[Data for the task]

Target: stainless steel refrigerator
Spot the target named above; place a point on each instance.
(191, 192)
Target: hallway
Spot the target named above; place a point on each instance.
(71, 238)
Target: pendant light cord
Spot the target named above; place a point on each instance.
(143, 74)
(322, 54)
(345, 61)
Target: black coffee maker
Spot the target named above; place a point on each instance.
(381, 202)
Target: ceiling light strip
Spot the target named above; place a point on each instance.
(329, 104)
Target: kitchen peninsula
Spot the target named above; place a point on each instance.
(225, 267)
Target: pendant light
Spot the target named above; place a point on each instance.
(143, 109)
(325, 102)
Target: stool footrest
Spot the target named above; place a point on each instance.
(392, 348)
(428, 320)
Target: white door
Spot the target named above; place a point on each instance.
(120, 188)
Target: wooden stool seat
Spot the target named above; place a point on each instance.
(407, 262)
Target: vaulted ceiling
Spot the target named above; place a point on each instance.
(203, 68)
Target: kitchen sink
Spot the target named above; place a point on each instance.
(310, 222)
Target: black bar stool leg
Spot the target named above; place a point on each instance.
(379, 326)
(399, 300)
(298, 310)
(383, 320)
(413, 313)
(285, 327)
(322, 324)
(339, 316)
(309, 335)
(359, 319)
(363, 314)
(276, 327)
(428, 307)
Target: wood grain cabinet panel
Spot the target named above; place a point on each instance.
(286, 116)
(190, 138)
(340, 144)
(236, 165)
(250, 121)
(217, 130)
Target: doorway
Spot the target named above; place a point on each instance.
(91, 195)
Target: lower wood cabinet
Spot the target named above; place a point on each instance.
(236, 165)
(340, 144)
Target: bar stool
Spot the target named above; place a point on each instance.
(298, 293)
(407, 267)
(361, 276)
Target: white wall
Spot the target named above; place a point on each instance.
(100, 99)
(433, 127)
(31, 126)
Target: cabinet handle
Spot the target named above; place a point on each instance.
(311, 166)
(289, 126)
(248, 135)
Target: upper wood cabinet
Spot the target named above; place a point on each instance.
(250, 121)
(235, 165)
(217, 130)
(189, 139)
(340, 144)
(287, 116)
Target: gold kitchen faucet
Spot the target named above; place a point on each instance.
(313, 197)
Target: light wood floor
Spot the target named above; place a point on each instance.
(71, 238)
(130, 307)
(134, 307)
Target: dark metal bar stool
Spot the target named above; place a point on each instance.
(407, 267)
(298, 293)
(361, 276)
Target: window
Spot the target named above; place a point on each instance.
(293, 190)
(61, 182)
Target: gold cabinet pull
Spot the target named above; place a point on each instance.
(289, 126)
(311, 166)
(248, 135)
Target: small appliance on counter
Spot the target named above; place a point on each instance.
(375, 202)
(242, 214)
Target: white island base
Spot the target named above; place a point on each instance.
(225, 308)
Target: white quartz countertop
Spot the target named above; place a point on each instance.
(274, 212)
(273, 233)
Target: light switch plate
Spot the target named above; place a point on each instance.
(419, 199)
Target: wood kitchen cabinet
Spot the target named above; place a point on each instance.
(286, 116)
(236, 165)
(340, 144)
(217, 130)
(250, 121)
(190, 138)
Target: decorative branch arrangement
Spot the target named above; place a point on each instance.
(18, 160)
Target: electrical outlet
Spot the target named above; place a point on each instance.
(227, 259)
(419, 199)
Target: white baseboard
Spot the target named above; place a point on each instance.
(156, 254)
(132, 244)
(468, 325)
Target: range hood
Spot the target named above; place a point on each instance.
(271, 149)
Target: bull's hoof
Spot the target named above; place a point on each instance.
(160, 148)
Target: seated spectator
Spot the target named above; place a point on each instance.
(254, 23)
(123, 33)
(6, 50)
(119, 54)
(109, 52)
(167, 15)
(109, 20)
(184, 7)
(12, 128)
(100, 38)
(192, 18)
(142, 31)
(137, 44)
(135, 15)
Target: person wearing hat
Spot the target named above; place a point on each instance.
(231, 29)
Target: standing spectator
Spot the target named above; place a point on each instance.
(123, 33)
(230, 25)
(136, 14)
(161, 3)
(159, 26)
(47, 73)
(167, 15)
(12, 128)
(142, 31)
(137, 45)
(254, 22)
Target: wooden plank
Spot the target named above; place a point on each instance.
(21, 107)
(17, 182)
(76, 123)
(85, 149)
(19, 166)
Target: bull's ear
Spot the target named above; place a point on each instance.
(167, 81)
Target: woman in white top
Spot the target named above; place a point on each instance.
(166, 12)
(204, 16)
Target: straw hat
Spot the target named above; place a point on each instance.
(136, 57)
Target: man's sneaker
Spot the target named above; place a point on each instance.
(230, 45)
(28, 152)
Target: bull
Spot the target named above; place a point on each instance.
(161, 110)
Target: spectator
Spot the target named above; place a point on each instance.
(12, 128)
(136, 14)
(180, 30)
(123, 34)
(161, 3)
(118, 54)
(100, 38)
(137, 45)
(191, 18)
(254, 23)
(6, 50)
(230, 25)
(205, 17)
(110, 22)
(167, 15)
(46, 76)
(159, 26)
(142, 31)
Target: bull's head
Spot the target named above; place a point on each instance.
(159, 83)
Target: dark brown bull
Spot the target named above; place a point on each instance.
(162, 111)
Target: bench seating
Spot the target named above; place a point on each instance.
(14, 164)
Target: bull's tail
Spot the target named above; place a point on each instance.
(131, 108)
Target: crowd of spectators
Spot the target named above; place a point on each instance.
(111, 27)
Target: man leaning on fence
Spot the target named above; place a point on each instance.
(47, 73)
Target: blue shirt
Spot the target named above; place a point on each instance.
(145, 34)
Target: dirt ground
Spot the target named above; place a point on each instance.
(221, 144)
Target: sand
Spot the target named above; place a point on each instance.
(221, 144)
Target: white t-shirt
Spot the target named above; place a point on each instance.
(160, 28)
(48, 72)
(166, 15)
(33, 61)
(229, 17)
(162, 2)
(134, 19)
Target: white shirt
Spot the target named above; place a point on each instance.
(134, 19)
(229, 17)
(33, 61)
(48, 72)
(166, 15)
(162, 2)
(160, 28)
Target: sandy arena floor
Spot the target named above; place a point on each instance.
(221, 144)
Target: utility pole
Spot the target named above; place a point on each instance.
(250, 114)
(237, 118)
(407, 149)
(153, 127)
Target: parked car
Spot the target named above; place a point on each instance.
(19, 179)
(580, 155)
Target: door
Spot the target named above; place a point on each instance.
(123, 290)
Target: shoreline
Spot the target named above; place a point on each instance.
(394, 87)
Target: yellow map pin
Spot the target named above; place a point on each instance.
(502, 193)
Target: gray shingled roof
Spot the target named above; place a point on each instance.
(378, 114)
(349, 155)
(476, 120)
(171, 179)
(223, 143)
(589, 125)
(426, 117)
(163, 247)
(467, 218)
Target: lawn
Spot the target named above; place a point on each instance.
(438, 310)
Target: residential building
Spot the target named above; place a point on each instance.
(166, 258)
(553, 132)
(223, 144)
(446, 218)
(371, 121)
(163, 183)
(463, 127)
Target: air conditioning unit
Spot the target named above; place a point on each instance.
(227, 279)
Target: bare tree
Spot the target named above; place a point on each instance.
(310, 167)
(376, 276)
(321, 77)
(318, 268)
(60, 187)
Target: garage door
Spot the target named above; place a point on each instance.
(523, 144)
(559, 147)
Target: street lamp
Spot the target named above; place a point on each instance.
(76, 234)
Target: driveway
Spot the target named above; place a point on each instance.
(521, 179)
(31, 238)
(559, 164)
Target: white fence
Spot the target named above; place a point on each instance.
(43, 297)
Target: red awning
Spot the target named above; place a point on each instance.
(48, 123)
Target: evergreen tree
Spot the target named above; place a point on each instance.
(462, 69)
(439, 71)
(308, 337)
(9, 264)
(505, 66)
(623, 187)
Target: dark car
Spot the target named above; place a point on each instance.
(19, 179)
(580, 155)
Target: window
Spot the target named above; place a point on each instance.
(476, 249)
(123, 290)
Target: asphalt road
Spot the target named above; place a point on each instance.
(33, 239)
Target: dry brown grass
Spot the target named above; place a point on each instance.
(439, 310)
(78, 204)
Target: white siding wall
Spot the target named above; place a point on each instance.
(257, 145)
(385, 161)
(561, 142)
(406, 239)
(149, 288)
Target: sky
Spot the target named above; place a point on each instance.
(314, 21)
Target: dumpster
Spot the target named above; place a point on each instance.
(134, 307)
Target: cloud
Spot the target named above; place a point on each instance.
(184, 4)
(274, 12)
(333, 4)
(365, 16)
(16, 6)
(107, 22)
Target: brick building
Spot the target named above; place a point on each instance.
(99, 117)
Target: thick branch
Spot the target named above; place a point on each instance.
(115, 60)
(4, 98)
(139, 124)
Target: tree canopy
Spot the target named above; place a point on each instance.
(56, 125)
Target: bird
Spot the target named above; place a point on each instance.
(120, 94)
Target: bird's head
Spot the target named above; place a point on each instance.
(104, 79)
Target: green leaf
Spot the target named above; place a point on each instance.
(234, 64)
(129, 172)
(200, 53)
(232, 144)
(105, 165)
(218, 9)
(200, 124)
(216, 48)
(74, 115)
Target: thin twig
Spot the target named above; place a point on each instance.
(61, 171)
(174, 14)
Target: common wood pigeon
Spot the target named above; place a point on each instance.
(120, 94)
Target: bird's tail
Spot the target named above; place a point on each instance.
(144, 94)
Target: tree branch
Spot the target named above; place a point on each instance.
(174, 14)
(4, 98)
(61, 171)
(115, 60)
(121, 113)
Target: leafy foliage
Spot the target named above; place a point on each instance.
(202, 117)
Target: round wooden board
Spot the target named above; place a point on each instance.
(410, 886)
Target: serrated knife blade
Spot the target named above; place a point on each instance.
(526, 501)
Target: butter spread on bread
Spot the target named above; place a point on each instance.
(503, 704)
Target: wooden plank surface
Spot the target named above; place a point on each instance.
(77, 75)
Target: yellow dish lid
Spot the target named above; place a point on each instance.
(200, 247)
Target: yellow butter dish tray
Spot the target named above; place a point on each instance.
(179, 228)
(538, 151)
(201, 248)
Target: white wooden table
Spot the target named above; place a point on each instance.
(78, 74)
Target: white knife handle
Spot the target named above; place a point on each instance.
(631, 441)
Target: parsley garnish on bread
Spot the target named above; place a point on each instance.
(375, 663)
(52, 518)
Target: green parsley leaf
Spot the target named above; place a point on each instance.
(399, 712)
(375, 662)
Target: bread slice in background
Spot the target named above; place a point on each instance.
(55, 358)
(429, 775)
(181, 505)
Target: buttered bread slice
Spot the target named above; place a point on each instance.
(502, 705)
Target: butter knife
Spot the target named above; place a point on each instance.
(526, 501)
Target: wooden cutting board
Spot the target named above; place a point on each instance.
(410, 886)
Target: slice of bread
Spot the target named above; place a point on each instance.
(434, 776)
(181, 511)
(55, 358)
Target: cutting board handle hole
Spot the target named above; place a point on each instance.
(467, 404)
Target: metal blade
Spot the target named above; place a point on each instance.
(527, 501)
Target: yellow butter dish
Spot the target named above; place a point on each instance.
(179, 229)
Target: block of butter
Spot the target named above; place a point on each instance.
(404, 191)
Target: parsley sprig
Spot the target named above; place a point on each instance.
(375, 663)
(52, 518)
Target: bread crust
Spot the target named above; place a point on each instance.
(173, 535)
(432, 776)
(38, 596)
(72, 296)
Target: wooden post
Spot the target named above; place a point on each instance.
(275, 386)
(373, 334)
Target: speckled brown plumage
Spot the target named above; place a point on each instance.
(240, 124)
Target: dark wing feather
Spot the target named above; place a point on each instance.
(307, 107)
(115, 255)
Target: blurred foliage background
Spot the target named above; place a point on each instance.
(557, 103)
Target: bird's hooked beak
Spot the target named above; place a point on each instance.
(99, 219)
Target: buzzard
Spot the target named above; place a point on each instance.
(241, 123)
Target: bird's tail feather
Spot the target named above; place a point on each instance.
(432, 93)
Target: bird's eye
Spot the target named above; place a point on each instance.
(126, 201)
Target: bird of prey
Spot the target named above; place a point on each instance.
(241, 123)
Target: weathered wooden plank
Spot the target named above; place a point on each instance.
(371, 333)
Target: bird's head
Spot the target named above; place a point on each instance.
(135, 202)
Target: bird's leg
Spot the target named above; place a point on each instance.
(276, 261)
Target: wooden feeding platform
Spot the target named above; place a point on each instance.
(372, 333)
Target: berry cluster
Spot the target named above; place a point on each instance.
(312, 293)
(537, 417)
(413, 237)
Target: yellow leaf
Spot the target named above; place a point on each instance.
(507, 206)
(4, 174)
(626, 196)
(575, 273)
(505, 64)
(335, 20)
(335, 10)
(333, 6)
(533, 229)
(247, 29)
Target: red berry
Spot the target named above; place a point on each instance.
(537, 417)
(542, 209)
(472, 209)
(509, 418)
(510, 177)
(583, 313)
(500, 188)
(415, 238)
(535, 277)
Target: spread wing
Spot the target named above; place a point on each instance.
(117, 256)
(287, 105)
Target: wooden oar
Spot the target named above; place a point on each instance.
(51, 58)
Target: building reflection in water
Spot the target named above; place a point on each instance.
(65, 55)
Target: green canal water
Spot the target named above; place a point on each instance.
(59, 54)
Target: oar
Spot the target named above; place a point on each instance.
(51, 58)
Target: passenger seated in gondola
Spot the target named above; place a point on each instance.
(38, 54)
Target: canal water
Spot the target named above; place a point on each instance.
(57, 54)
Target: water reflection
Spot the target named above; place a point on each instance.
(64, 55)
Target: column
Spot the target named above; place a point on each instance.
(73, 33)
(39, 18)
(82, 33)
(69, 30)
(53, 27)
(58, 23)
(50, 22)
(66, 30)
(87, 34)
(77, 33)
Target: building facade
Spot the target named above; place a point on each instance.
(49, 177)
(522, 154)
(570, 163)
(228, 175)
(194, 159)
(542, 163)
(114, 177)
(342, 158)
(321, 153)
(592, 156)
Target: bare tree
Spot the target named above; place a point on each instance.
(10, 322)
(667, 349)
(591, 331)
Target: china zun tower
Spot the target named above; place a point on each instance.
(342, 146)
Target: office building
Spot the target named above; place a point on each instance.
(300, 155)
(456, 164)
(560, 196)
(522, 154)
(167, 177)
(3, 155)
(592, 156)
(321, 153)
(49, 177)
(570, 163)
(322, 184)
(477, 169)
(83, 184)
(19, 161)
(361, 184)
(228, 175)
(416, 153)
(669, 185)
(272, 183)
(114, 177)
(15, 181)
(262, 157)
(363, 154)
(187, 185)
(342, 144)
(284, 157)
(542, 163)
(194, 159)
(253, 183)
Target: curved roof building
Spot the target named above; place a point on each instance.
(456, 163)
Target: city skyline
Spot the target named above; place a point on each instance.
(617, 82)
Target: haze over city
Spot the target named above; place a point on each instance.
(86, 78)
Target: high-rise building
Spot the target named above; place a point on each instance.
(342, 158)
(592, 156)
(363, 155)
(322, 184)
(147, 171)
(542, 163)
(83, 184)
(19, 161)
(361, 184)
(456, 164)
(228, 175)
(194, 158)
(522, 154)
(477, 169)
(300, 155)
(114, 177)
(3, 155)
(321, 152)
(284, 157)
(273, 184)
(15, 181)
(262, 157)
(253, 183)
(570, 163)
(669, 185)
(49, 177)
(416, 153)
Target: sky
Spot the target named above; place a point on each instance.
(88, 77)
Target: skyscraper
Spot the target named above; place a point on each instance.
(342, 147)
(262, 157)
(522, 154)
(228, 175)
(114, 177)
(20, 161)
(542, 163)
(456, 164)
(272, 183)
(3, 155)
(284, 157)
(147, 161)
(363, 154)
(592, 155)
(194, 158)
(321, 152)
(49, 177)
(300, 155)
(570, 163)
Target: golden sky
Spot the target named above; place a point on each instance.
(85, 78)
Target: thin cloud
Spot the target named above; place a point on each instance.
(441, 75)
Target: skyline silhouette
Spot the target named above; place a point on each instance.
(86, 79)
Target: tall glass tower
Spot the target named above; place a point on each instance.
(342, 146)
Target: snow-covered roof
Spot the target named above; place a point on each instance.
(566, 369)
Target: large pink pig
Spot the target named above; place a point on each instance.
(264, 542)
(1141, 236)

[What the task requires]
Where a line in the records above contains "floor", include it in the count, and give only that number.

[Completed task]
2